**TASK TO CARRY OUT:** From the article on Derek Barnett below, quote word for word the passage between "But this time, as" and "to the ground.", inclusive.

**DOCUMENT TEXT:**
* * * *

Eagles

Derek Barnett comes through in clutch for Eagles

Derek Barnett comes through in clutch for Eagles

Brandon Graham couldn’t help but have a little Super Bowl LII flashback. 

Late in the fourth quarter, game on the line, they had barely touched the opposing quarterback, everyone knew they needed to make a play. 

All that should sound familiar. 

But this time, as Graham’s eyes widened on his way to Andrew Luck, he was chop blocked by a running back. It wasn’t Graham who made the play of the game. 

“But to see DB get it, boy,” Graham said, shaking his smiling head. “I was happy for him.”

On the crucial 4th-and-3 play, second-year defensive end Derek Barnett dipped under left tackle Le’Raven Clark and got just enough of Andrew Luck to send the Colts’ quarterback stumbling to the ground. 

After the defense had failed to hit Luck for most of the afternoon, Barnett came through at the absolute moment the Eagles needed him. 

Everyone on the team said they were impressed by Barnett, but the most effusive praise came from the head coach, which is a good sign for any player. 

Here’s what Doug Pederson said:

Yeah, great play. The kids keeps getting better and better. I have been pleased with how he works in practice. He’s an unselfish ballplayer. He’ll play special teams if you ask him. He’ll rush the passer if you ask him. He does so many great things and we’re so excited to have a player like Derek and a young player like Derek who can play extensively and work in the rotation.

* * * *

**DATA ENTRIES:**
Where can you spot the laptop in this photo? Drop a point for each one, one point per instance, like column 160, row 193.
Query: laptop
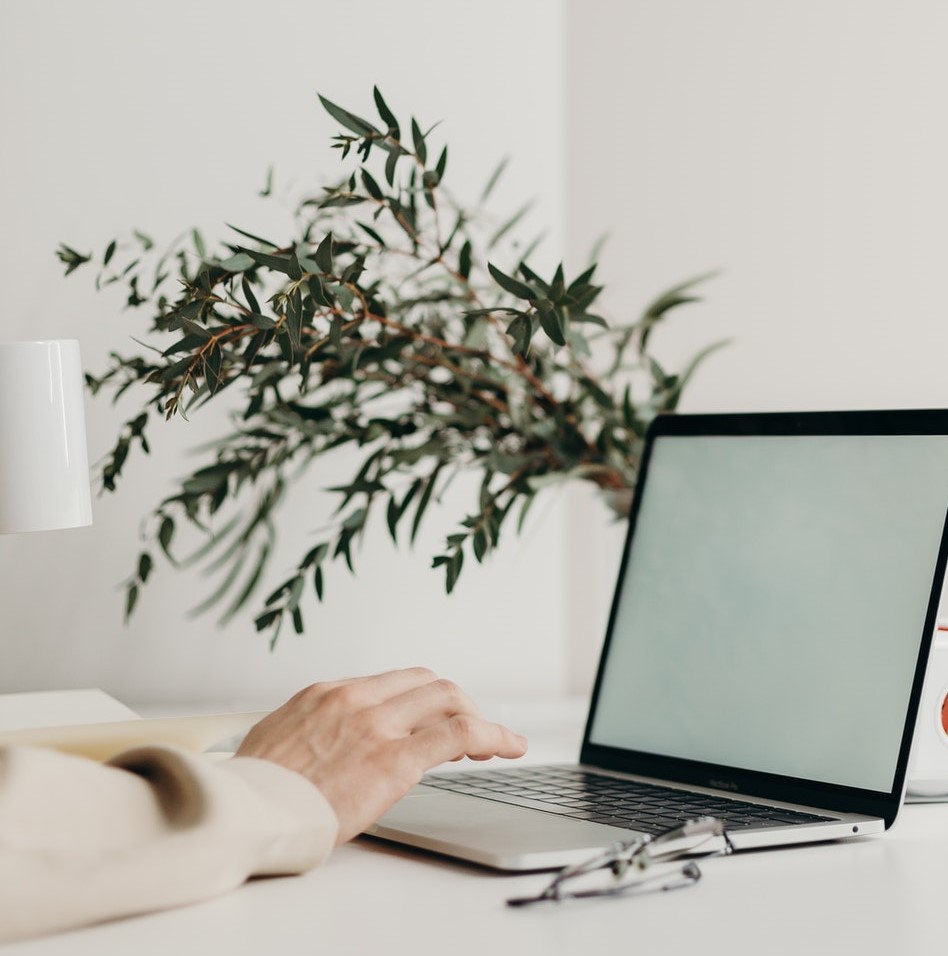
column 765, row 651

* * * *

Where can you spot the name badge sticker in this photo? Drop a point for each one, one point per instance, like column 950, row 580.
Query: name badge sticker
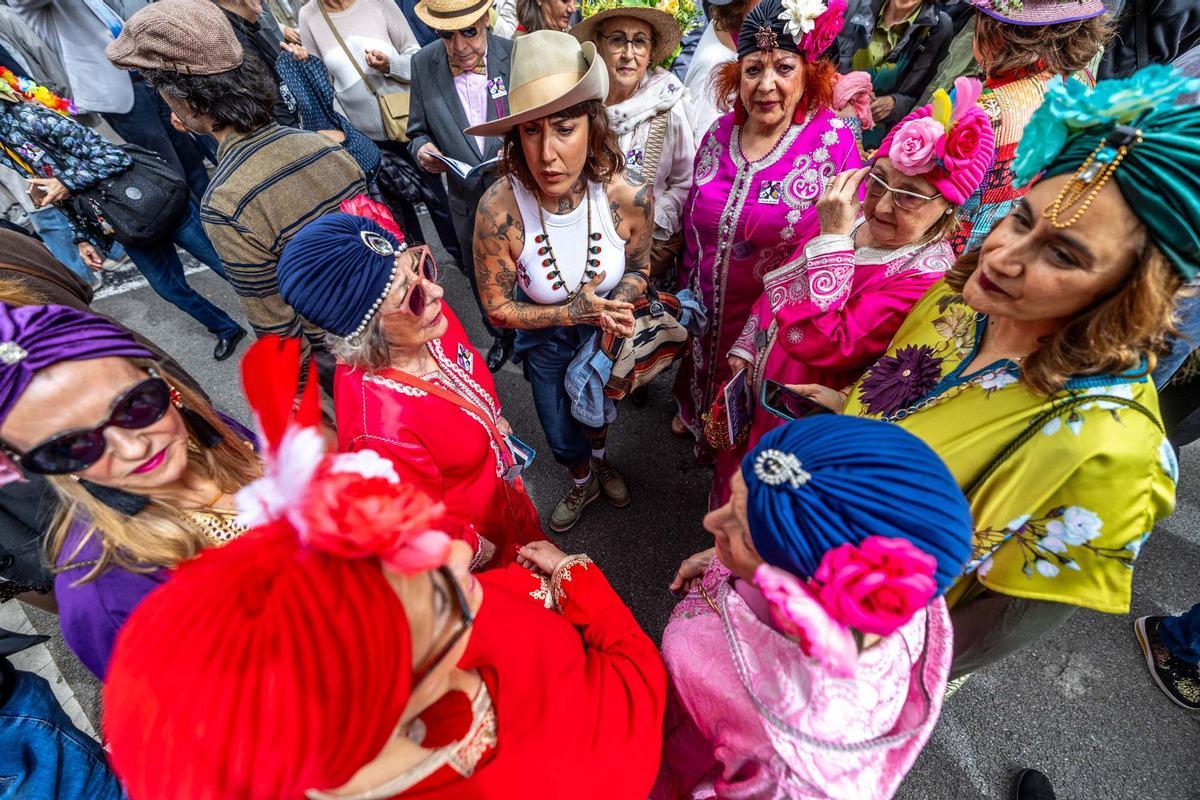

* * * *

**EXERCISE SOLUTION:**
But this time, as Graham’s eyes widened on his way to Andrew Luck, he was chop blocked by a running back. It wasn’t Graham who made the play of the game. 

“But to see DB get it, boy,” Graham said, shaking his smiling head. “I was happy for him.”

On the crucial 4th-and-3 play, second-year defensive end Derek Barnett dipped under left tackle Le’Raven Clark and got just enough of Andrew Luck to send the Colts’ quarterback stumbling to the ground.